* Begin Source document *

Crime fiction has become an important part of popular culture as well as literary culture. Because of that, there are a number of myths associated with it. They say that many myths have at least a little of their basis in reality (although I’m not sure of that, myself), so it’s interesting to think about crime fiction myths. How many of them really hold up when you look at examples from the genre?
The butler did it!
This one’s been a staple for a long time. In fact, Mr. Confessions of a Mystery Novelist likes to joke that the butler always commits the crime. Of course, in crime fiction novels where there isn’t a butler, it’s not relevant. There are a few very shady butlers in the genre, though.
For instance, in Agatha Christie’s The Murder of Roger Ackroyd, Hercule Poirot is investigating the stabbing death of retired manufacturing tycoon Roger Ackroyd. Among the suspects is Ackroyd’s butler, Parker. The reason is that Parker has a bad habit of blackmailing. In fact, on the night of Ackroyd’s death, Parker eavesdrops on a conversation between Ackroyd and his physician (and the story’s narrator), Dr. James Sheppard. The two are talking about a local widow, Mrs. Ferrars, who’s been blackmailed because she poisoned her husband. Parker hears the word, “blackmail” and thinks he might as well have a share, too. This is just one of several “side issues” that Poirot has to untangle as he gets to the truth about who killed Ackroyd and why.
And interestingly enough, there is an Agatha Christie novel in which the butler is guilty – well, in way. I won’t name the title, so as not to spoil anyone’s fun. But it’s the one instance where the butler really does commit the crime. Sort of.

* End Source document *
* Begin Stored data *

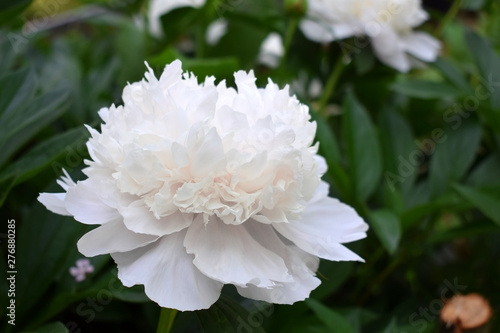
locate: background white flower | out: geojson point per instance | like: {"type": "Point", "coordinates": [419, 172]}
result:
{"type": "Point", "coordinates": [158, 8]}
{"type": "Point", "coordinates": [271, 50]}
{"type": "Point", "coordinates": [198, 185]}
{"type": "Point", "coordinates": [215, 31]}
{"type": "Point", "coordinates": [388, 23]}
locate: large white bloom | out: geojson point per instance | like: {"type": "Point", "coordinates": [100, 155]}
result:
{"type": "Point", "coordinates": [271, 50]}
{"type": "Point", "coordinates": [388, 24]}
{"type": "Point", "coordinates": [198, 185]}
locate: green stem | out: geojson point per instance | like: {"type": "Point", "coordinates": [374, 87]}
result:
{"type": "Point", "coordinates": [331, 84]}
{"type": "Point", "coordinates": [166, 320]}
{"type": "Point", "coordinates": [449, 16]}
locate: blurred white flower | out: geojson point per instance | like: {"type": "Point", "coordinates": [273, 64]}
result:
{"type": "Point", "coordinates": [83, 267]}
{"type": "Point", "coordinates": [215, 31]}
{"type": "Point", "coordinates": [158, 8]}
{"type": "Point", "coordinates": [198, 185]}
{"type": "Point", "coordinates": [388, 23]}
{"type": "Point", "coordinates": [271, 50]}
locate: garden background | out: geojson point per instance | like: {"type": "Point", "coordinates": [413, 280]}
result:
{"type": "Point", "coordinates": [416, 154]}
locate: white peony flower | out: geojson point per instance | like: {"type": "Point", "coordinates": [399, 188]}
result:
{"type": "Point", "coordinates": [158, 8]}
{"type": "Point", "coordinates": [388, 24]}
{"type": "Point", "coordinates": [271, 50]}
{"type": "Point", "coordinates": [195, 186]}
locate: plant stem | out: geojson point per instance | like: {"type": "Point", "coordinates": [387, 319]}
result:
{"type": "Point", "coordinates": [331, 84]}
{"type": "Point", "coordinates": [452, 12]}
{"type": "Point", "coordinates": [166, 320]}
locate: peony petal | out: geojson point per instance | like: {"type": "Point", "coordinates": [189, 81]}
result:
{"type": "Point", "coordinates": [112, 237]}
{"type": "Point", "coordinates": [300, 264]}
{"type": "Point", "coordinates": [168, 274]}
{"type": "Point", "coordinates": [422, 46]}
{"type": "Point", "coordinates": [85, 204]}
{"type": "Point", "coordinates": [388, 47]}
{"type": "Point", "coordinates": [138, 218]}
{"type": "Point", "coordinates": [323, 227]}
{"type": "Point", "coordinates": [54, 202]}
{"type": "Point", "coordinates": [229, 254]}
{"type": "Point", "coordinates": [316, 31]}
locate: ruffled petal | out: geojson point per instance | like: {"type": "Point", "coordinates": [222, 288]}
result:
{"type": "Point", "coordinates": [323, 227]}
{"type": "Point", "coordinates": [421, 46]}
{"type": "Point", "coordinates": [112, 237]}
{"type": "Point", "coordinates": [302, 266]}
{"type": "Point", "coordinates": [229, 254]}
{"type": "Point", "coordinates": [137, 217]}
{"type": "Point", "coordinates": [389, 49]}
{"type": "Point", "coordinates": [168, 274]}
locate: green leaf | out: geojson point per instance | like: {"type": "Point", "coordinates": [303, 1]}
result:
{"type": "Point", "coordinates": [11, 9]}
{"type": "Point", "coordinates": [392, 327]}
{"type": "Point", "coordinates": [452, 74]}
{"type": "Point", "coordinates": [178, 21]}
{"type": "Point", "coordinates": [425, 89]}
{"type": "Point", "coordinates": [387, 227]}
{"type": "Point", "coordinates": [482, 175]}
{"type": "Point", "coordinates": [46, 248]}
{"type": "Point", "coordinates": [334, 321]}
{"type": "Point", "coordinates": [56, 327]}
{"type": "Point", "coordinates": [18, 126]}
{"type": "Point", "coordinates": [68, 144]}
{"type": "Point", "coordinates": [228, 316]}
{"type": "Point", "coordinates": [397, 145]}
{"type": "Point", "coordinates": [358, 317]}
{"type": "Point", "coordinates": [6, 185]}
{"type": "Point", "coordinates": [328, 148]}
{"type": "Point", "coordinates": [333, 274]}
{"type": "Point", "coordinates": [452, 156]}
{"type": "Point", "coordinates": [362, 147]}
{"type": "Point", "coordinates": [484, 201]}
{"type": "Point", "coordinates": [488, 63]}
{"type": "Point", "coordinates": [15, 88]}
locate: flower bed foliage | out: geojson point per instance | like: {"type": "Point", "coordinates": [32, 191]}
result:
{"type": "Point", "coordinates": [409, 128]}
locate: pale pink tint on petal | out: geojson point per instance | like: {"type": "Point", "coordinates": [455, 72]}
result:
{"type": "Point", "coordinates": [168, 274]}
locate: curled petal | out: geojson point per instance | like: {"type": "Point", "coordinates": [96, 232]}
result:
{"type": "Point", "coordinates": [323, 227]}
{"type": "Point", "coordinates": [229, 254]}
{"type": "Point", "coordinates": [168, 274]}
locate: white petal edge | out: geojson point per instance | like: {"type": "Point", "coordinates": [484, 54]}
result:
{"type": "Point", "coordinates": [302, 267]}
{"type": "Point", "coordinates": [324, 226]}
{"type": "Point", "coordinates": [112, 237]}
{"type": "Point", "coordinates": [422, 46]}
{"type": "Point", "coordinates": [229, 254]}
{"type": "Point", "coordinates": [54, 202]}
{"type": "Point", "coordinates": [138, 218]}
{"type": "Point", "coordinates": [168, 274]}
{"type": "Point", "coordinates": [83, 202]}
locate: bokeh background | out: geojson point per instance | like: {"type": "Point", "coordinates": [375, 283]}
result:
{"type": "Point", "coordinates": [417, 155]}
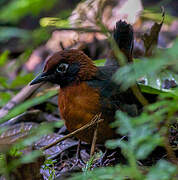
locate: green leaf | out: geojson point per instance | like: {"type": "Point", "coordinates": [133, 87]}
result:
{"type": "Point", "coordinates": [52, 21]}
{"type": "Point", "coordinates": [27, 104]}
{"type": "Point", "coordinates": [4, 58]}
{"type": "Point", "coordinates": [17, 9]}
{"type": "Point", "coordinates": [163, 171]}
{"type": "Point", "coordinates": [22, 80]}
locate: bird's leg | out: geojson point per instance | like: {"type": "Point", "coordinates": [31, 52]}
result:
{"type": "Point", "coordinates": [78, 157]}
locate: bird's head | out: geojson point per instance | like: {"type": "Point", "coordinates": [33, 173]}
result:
{"type": "Point", "coordinates": [66, 67]}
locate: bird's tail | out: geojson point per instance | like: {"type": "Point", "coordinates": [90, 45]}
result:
{"type": "Point", "coordinates": [124, 37]}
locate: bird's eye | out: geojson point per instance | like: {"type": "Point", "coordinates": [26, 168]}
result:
{"type": "Point", "coordinates": [62, 68]}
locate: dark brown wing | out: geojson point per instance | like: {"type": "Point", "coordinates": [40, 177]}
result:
{"type": "Point", "coordinates": [111, 96]}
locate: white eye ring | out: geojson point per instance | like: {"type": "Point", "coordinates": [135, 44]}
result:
{"type": "Point", "coordinates": [62, 68]}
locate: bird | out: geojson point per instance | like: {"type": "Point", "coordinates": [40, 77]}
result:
{"type": "Point", "coordinates": [87, 90]}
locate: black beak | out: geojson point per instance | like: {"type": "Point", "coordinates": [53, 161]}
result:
{"type": "Point", "coordinates": [40, 78]}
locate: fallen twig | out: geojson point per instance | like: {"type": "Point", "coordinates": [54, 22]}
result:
{"type": "Point", "coordinates": [96, 119]}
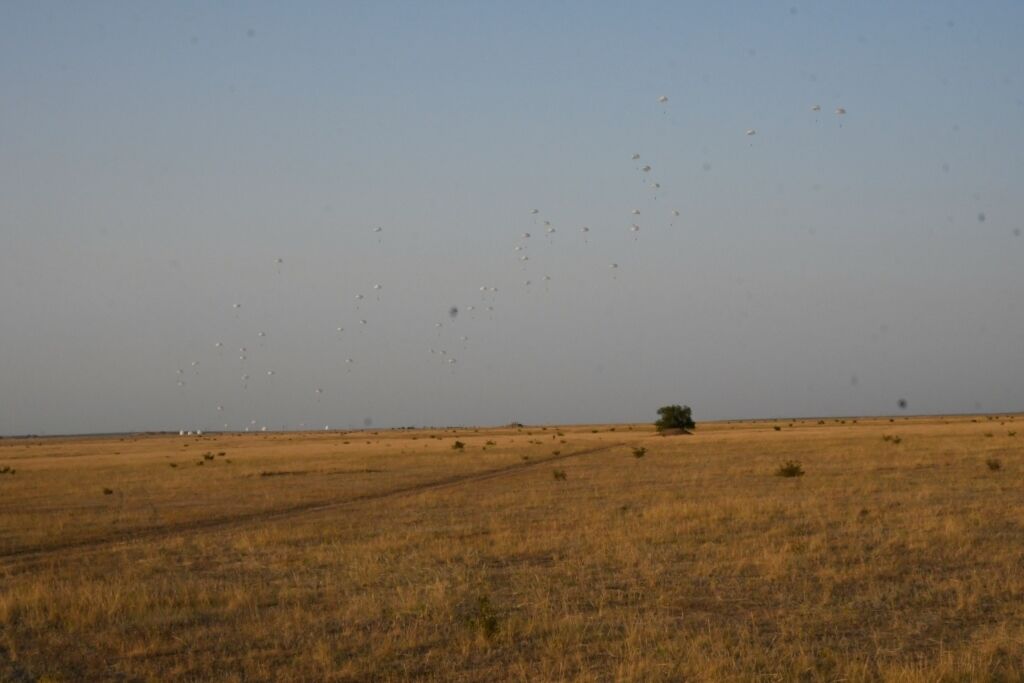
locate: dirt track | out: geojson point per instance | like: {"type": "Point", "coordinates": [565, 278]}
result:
{"type": "Point", "coordinates": [25, 557]}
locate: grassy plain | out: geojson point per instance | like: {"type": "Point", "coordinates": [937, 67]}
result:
{"type": "Point", "coordinates": [390, 555]}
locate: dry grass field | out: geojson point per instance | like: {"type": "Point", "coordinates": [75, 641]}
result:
{"type": "Point", "coordinates": [534, 554]}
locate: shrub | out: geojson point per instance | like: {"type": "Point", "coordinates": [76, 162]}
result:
{"type": "Point", "coordinates": [675, 417]}
{"type": "Point", "coordinates": [790, 468]}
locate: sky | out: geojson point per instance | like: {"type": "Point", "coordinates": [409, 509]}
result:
{"type": "Point", "coordinates": [177, 178]}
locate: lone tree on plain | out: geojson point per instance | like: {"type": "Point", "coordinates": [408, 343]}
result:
{"type": "Point", "coordinates": [675, 417]}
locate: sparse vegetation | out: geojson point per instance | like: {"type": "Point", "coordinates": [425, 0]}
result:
{"type": "Point", "coordinates": [498, 573]}
{"type": "Point", "coordinates": [791, 468]}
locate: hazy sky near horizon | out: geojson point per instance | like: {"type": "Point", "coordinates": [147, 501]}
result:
{"type": "Point", "coordinates": [157, 161]}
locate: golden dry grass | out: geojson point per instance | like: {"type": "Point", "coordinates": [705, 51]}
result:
{"type": "Point", "coordinates": [897, 561]}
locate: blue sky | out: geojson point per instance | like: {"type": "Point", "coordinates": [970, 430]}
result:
{"type": "Point", "coordinates": [158, 160]}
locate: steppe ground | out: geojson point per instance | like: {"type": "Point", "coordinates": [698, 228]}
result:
{"type": "Point", "coordinates": [534, 554]}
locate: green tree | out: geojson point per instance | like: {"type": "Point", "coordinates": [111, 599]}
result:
{"type": "Point", "coordinates": [675, 417]}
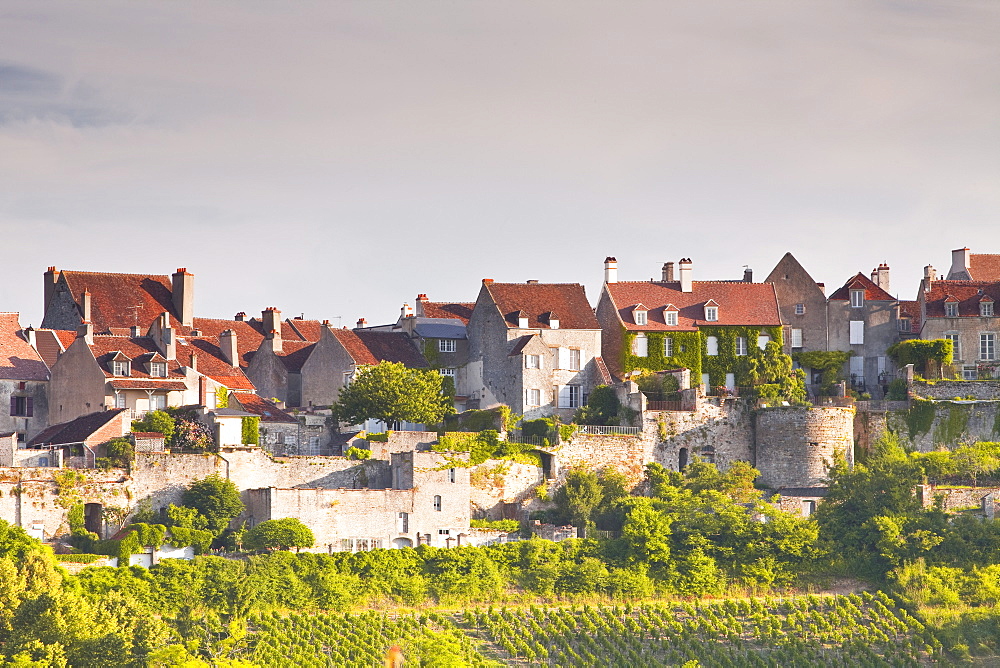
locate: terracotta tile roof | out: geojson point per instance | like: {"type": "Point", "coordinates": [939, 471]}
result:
{"type": "Point", "coordinates": [372, 347]}
{"type": "Point", "coordinates": [739, 303]}
{"type": "Point", "coordinates": [569, 300]}
{"type": "Point", "coordinates": [861, 282]}
{"type": "Point", "coordinates": [984, 267]}
{"type": "Point", "coordinates": [123, 300]}
{"type": "Point", "coordinates": [18, 360]}
{"type": "Point", "coordinates": [460, 310]}
{"type": "Point", "coordinates": [75, 431]}
{"type": "Point", "coordinates": [911, 310]}
{"type": "Point", "coordinates": [967, 293]}
{"type": "Point", "coordinates": [267, 410]}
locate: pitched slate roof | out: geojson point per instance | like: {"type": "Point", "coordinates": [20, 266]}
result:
{"type": "Point", "coordinates": [123, 300]}
{"type": "Point", "coordinates": [739, 303]}
{"type": "Point", "coordinates": [267, 410]}
{"type": "Point", "coordinates": [861, 282]}
{"type": "Point", "coordinates": [984, 266]}
{"type": "Point", "coordinates": [372, 347]}
{"type": "Point", "coordinates": [536, 300]}
{"type": "Point", "coordinates": [967, 293]}
{"type": "Point", "coordinates": [75, 431]}
{"type": "Point", "coordinates": [18, 360]}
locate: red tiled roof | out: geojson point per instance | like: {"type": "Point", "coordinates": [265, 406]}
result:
{"type": "Point", "coordinates": [984, 267]}
{"type": "Point", "coordinates": [372, 347]}
{"type": "Point", "coordinates": [123, 300]}
{"type": "Point", "coordinates": [739, 303]}
{"type": "Point", "coordinates": [267, 410]}
{"type": "Point", "coordinates": [18, 360]}
{"type": "Point", "coordinates": [861, 282]}
{"type": "Point", "coordinates": [75, 431]}
{"type": "Point", "coordinates": [911, 310]}
{"type": "Point", "coordinates": [569, 300]}
{"type": "Point", "coordinates": [967, 293]}
{"type": "Point", "coordinates": [459, 310]}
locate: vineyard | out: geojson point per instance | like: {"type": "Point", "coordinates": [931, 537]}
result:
{"type": "Point", "coordinates": [854, 630]}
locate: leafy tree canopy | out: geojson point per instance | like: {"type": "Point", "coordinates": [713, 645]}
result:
{"type": "Point", "coordinates": [391, 392]}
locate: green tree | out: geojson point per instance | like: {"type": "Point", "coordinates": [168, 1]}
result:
{"type": "Point", "coordinates": [392, 393]}
{"type": "Point", "coordinates": [217, 499]}
{"type": "Point", "coordinates": [282, 534]}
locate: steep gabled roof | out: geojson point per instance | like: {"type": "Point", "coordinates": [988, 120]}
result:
{"type": "Point", "coordinates": [753, 304]}
{"type": "Point", "coordinates": [569, 300]}
{"type": "Point", "coordinates": [968, 294]}
{"type": "Point", "coordinates": [873, 293]}
{"type": "Point", "coordinates": [123, 300]}
{"type": "Point", "coordinates": [75, 431]}
{"type": "Point", "coordinates": [18, 360]}
{"type": "Point", "coordinates": [371, 347]}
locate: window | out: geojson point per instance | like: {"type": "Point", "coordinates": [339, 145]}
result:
{"type": "Point", "coordinates": [857, 332]}
{"type": "Point", "coordinates": [532, 397]}
{"type": "Point", "coordinates": [796, 338]}
{"type": "Point", "coordinates": [21, 406]}
{"type": "Point", "coordinates": [711, 345]}
{"type": "Point", "coordinates": [569, 396]}
{"type": "Point", "coordinates": [640, 346]}
{"type": "Point", "coordinates": [955, 352]}
{"type": "Point", "coordinates": [987, 346]}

* End Stored data *

▶ Task directions:
Copy the entire crime fiction myths piece word for word. These items were drawn from a separate source.

▶ Written reply:
Crime fiction has become an important part of popular culture as well as literary culture. Because of that, there are a number of myths associated with it. They say that many myths have at least a little of their basis in reality (although I’m not sure of that, myself), so it’s interesting to think about crime fiction myths. How many of them really hold up when you look at examples from the genre?
The butler did it!
This one’s been a staple for a long time. In fact, Mr. Confessions of a Mystery Novelist likes to joke that the butler always commits the crime. Of course, in crime fiction novels where there isn’t a butler, it’s not relevant. There are a few very shady butlers in the genre, though.
For instance, in Agatha Christie’s The Murder of Roger Ackroyd, Hercule Poirot is investigating the stabbing death of retired manufacturing tycoon Roger Ackroyd. Among the suspects is Ackroyd’s butler, Parker. The reason is that Parker has a bad habit of blackmailing. In fact, on the night of Ackroyd’s death, Parker eavesdrops on a conversation between Ackroyd and his physician (and the story’s narrator), Dr. James Sheppard. The two are talking about a local widow, Mrs. Ferrars, who’s been blackmailed because she poisoned her husband. Parker hears the word, “blackmail” and thinks he might as well have a share, too. This is just one of several “side issues” that Poirot has to untangle as he gets to the truth about who killed Ackroyd and why.
And interestingly enough, there is an Agatha Christie novel in which the butler is guilty – well, in way. I won’t name the title, so as not to spoil anyone’s fun. But it’s the one instance where the butler really does commit the crime. Sort of.